Material provided:
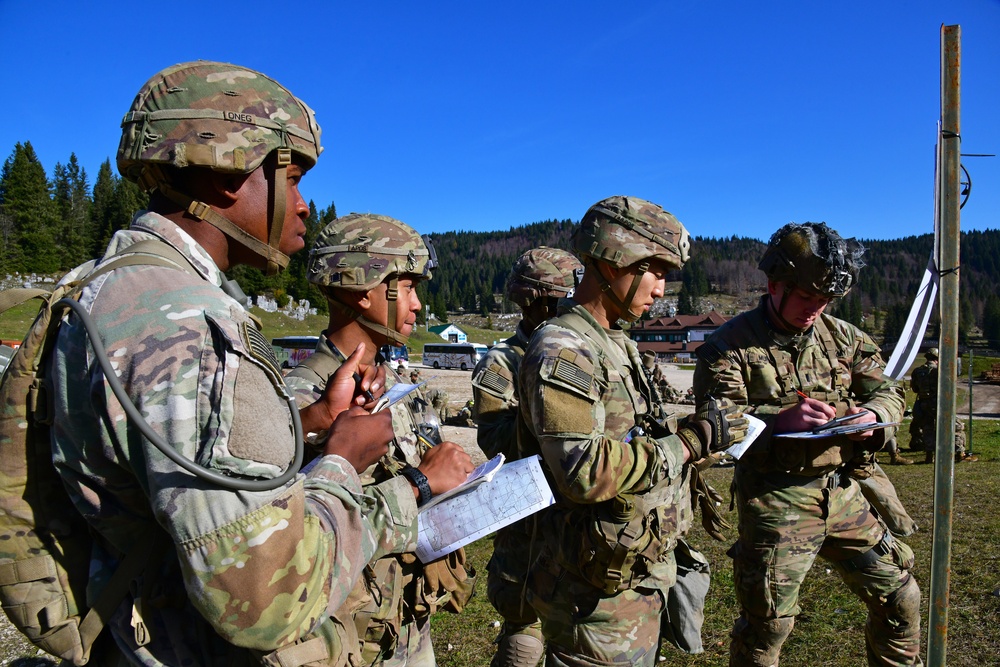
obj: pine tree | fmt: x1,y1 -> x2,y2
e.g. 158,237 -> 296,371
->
52,153 -> 91,269
0,142 -> 59,273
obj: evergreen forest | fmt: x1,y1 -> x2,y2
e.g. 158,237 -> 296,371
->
0,142 -> 1000,350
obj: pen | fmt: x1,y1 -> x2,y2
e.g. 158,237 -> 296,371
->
354,371 -> 375,402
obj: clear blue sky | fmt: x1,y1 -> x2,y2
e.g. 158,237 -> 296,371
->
0,0 -> 1000,239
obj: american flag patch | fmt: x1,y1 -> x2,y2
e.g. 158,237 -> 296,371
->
240,322 -> 284,387
552,358 -> 594,394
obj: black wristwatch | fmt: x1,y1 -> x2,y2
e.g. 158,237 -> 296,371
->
400,464 -> 434,506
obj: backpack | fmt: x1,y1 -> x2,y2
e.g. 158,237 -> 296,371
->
0,241 -> 196,665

What is expected: Starting at the line that contains "obj: evergreen forest | fmt: x1,y1 -> x2,y2" and ending at the end of the records, write those lines out again, switching "backpack" to "rucksack" and leaving everything else unchanged.

Correct output:
obj: evergreen forest | fmt: x1,y1 -> x2,y2
e.g. 158,237 -> 296,371
->
0,142 -> 1000,350
obj: pen | fmt: x1,y1 -> x2,y2
e.g. 158,237 -> 296,371
->
354,371 -> 375,402
obj: clear blue sky | fmt: x1,y1 -> x2,y2
e.g. 158,237 -> 296,371
->
0,0 -> 1000,239
obj: american flag patch | fmt: x1,y1 -> x2,y2
e.g. 158,237 -> 296,371
->
240,322 -> 284,387
552,358 -> 594,394
obj: black wristwatch | fmt: x1,y1 -> x2,y2
e.g. 158,237 -> 296,371
->
400,464 -> 434,506
obj: rucksack | fmt: x1,y1 -> x2,y2
e.g. 158,237 -> 296,371
->
0,241 -> 196,665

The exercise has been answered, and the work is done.